● **Extracted records**
▼
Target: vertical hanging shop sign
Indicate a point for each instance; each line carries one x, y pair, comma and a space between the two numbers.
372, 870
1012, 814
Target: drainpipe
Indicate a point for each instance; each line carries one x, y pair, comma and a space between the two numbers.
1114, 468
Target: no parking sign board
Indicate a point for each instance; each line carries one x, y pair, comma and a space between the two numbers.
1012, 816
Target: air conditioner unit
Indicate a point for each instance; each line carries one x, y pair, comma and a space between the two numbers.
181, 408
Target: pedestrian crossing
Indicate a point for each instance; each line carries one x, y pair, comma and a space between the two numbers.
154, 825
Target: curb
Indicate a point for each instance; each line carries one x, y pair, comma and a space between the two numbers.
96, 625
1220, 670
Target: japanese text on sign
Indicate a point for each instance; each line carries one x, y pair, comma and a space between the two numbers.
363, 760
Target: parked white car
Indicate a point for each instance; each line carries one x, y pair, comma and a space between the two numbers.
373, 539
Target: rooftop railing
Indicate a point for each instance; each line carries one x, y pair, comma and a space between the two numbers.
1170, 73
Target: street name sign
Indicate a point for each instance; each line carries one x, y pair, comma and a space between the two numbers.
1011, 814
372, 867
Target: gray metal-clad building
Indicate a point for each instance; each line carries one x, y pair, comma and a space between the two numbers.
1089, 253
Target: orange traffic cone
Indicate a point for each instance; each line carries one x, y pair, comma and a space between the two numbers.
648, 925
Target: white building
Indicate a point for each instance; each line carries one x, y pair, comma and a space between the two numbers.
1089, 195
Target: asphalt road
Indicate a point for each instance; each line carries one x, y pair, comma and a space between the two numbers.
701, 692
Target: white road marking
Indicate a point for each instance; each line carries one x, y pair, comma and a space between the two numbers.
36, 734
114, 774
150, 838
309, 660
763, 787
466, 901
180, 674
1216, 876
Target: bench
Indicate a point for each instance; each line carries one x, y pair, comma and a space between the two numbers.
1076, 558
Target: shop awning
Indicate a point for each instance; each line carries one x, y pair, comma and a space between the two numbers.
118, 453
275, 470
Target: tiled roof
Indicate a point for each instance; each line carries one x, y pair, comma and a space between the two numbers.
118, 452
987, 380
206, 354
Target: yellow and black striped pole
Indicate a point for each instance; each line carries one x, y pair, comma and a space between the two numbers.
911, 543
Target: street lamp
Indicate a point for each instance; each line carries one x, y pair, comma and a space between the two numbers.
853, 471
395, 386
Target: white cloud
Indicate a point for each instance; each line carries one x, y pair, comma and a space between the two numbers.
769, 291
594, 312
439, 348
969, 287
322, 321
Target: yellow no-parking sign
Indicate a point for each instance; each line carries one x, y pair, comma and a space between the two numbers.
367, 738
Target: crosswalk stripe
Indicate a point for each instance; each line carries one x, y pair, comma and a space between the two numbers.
▲
● **Problem details**
An exact copy of every record above is required.

● **Exercise result**
Target: vertical hanging shop sign
Indicate a point for each instance; each line carries one x, y pair, comma and a space between the two numbers.
372, 870
1012, 814
Target: drainpipe
Indicate a point for each instance; each line carries one x, y pair, comma and a space between the two numbers.
1114, 468
Target: no parking sign board
Indicate a point for each instance; each line carries one x, y pair, comma and a space between the two numbers.
1012, 816
Target: air conditioner unit
Indicate a point for each instance; each line carries one x, y pair, comma and a space between the two numbers.
181, 408
Target: pedestrian crossing
Indicate a point for each instance; each line carries one x, y pair, comma and a space between the two numbers.
154, 825
Target: curb
Indicate a point for each instance; each line carries one x, y pair, comma and a space between the two numbers.
96, 625
1220, 670
Target: japanese text on sign
Indicate a point for each instance; each line carries one x, y pair, comma and a space between the two numbers.
363, 760
Target: parked white car
Indicate a point for each instance; each line carries one x, y pair, comma and a space between the two numbers.
373, 539
Target: rooftop railing
Indicate a point for each instance; each line carries one x, y pair, comma and a space between the two numbers.
1170, 73
Target: street name sign
Indicate a point for each instance; each line carries one x, y pair, comma and a space between the two numbers.
1011, 814
372, 867
Target: gray metal-clad building
Indicate a point for each instance; each line carries one x, y pair, comma and a space between the two numbers.
1089, 253
Target: orange traffic cone
Indicate a point for each instance; each line carries one x, y pair, comma and a space between the two numbers.
648, 925
Target: white building
Indicate a point for each instance; each line carries one x, y pair, comma and a space between the two numbers.
1089, 195
Target: asphalt road
Indicate a point for each instance; each line carries one x, y pair, comma and a space between the two numbers.
701, 692
Target: white road marking
Indicate a point for each instance; each line carries one x, y pair, comma and a space between the two numbers.
36, 734
114, 774
150, 838
309, 660
763, 787
466, 901
180, 674
1216, 876
Target: bench
Indicate a point for each instance; each line carries one x, y pair, comma and a space between the two numbers.
1076, 558
Target: shop awning
Indicate a point for each instance; each line carries one x, y pair, comma and a space between the two numbers.
118, 453
275, 470
Target: tiled roof
Indicate a point for each instance; each line carries one x, y pair, comma and a space between the two numbers.
118, 452
987, 380
206, 354
Target: yellow and black striped pole
Indicate a point for each instance; each line carries one x, y pair, comma and a space between the two numbers.
911, 543
Target: street lamp
Indicate a point for each instance; each line carries one x, y pair, comma and a space between the two numbers.
853, 471
395, 386
Target: white cloud
Indicate a point for each instance; each line carries one x, y pair, comma and a space between the two numbers.
769, 291
594, 312
439, 348
969, 287
322, 321
Target: yellow no-parking sign
Indicate a point for each instance; each line carries one x, y pair, comma and a space between the two numbers.
367, 738
Target: crosswalk stripe
Indicate a point for each instance; each line carries one x, y pair, comma and a space between the two numbers.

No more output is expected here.